§ Problem statement
Format the lines from the one containing "street light in the photo above." to the end of the rows below as a Markdown table with columns Nr and Text. Number each line and leave out blank lines.

§ Provided data

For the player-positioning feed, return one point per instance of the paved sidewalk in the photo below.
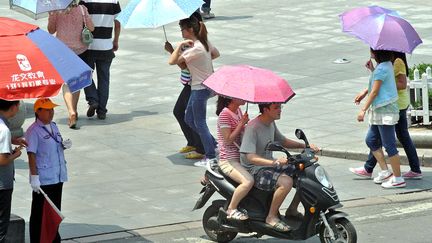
(125, 173)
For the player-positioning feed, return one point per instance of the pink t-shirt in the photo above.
(228, 119)
(199, 63)
(69, 26)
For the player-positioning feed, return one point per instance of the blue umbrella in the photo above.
(156, 13)
(35, 64)
(38, 8)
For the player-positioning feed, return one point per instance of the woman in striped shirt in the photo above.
(230, 126)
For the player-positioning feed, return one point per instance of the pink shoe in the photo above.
(360, 171)
(412, 175)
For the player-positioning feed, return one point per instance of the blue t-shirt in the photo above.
(388, 91)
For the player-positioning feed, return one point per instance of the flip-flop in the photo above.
(280, 226)
(296, 215)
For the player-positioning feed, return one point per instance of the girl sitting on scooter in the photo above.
(230, 126)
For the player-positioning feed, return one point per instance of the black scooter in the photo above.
(316, 191)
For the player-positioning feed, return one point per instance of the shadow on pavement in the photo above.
(222, 18)
(112, 118)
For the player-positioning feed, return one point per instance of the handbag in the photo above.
(86, 35)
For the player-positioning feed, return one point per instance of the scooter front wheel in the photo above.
(211, 213)
(344, 232)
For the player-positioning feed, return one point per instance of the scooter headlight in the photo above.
(323, 177)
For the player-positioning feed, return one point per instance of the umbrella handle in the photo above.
(163, 26)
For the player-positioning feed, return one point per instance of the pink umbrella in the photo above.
(381, 31)
(251, 84)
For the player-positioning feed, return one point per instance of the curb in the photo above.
(154, 230)
(425, 159)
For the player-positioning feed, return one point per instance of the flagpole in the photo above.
(51, 203)
(163, 26)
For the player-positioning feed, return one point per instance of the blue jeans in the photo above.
(5, 209)
(405, 139)
(195, 118)
(100, 94)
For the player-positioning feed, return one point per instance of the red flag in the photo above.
(51, 219)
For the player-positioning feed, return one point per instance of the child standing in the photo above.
(383, 115)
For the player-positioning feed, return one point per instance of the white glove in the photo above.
(35, 183)
(67, 143)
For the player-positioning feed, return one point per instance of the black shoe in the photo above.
(101, 116)
(92, 110)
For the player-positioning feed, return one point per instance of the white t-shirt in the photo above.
(6, 171)
(199, 63)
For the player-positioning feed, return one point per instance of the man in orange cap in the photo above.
(46, 161)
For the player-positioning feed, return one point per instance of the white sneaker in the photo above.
(201, 163)
(394, 182)
(383, 176)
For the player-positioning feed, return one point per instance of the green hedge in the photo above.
(421, 67)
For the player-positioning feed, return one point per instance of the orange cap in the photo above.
(44, 103)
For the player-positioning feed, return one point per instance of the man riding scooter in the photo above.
(270, 174)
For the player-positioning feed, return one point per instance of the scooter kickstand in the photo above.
(257, 235)
(327, 225)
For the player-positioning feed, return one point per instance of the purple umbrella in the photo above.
(382, 29)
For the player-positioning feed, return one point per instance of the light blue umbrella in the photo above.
(38, 8)
(156, 13)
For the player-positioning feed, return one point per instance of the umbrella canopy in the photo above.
(381, 30)
(155, 13)
(251, 84)
(351, 17)
(35, 64)
(38, 8)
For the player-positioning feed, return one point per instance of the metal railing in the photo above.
(421, 87)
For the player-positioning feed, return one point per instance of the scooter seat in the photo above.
(231, 181)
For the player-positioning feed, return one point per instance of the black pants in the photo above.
(5, 208)
(191, 136)
(54, 192)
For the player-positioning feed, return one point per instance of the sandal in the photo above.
(295, 215)
(237, 215)
(279, 226)
(72, 121)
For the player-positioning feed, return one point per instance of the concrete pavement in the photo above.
(125, 173)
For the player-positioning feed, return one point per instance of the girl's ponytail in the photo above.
(202, 35)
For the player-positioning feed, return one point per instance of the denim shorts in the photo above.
(266, 178)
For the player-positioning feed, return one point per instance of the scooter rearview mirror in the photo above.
(300, 135)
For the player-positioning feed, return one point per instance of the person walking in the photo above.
(47, 163)
(194, 148)
(401, 72)
(230, 127)
(68, 25)
(8, 109)
(197, 55)
(383, 111)
(101, 52)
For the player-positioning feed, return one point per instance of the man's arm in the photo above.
(6, 159)
(117, 29)
(288, 143)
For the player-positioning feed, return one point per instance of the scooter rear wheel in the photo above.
(344, 232)
(216, 235)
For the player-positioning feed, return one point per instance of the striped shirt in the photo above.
(228, 119)
(103, 13)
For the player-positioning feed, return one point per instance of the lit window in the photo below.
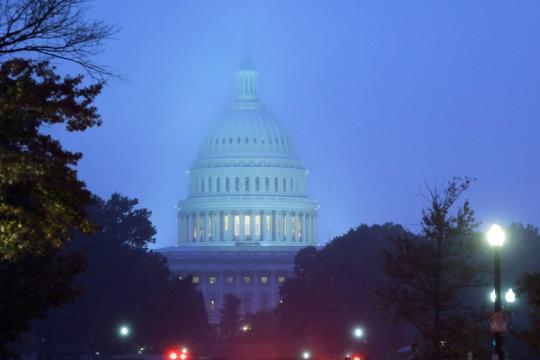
(264, 303)
(293, 226)
(201, 227)
(257, 225)
(225, 222)
(236, 225)
(247, 225)
(268, 222)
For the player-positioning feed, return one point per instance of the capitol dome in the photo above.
(247, 187)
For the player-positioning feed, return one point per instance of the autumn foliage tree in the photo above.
(429, 275)
(42, 202)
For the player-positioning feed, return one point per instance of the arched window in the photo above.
(236, 226)
(225, 223)
(257, 226)
(247, 225)
(268, 223)
(293, 227)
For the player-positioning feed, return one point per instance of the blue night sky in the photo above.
(380, 97)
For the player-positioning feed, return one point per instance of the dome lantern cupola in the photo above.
(247, 84)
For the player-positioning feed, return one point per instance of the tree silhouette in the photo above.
(230, 316)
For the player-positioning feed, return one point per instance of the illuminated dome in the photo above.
(247, 186)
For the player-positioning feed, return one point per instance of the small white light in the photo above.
(124, 331)
(510, 296)
(492, 296)
(496, 236)
(358, 332)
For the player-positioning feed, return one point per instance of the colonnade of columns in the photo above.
(246, 226)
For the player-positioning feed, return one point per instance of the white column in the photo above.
(241, 237)
(264, 231)
(304, 227)
(190, 228)
(252, 226)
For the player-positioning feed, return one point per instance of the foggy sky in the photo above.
(380, 98)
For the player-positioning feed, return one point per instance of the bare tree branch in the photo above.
(55, 29)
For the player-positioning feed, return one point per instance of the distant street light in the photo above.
(358, 332)
(124, 331)
(510, 296)
(496, 238)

§ Answer in full
| Nr | Text |
|---|---|
| 1 | For the player-positioning feed, return one point per instance of the distant street light in the photo above. |
| 2 | (358, 332) |
| 3 | (124, 331) |
| 4 | (510, 296) |
| 5 | (496, 238) |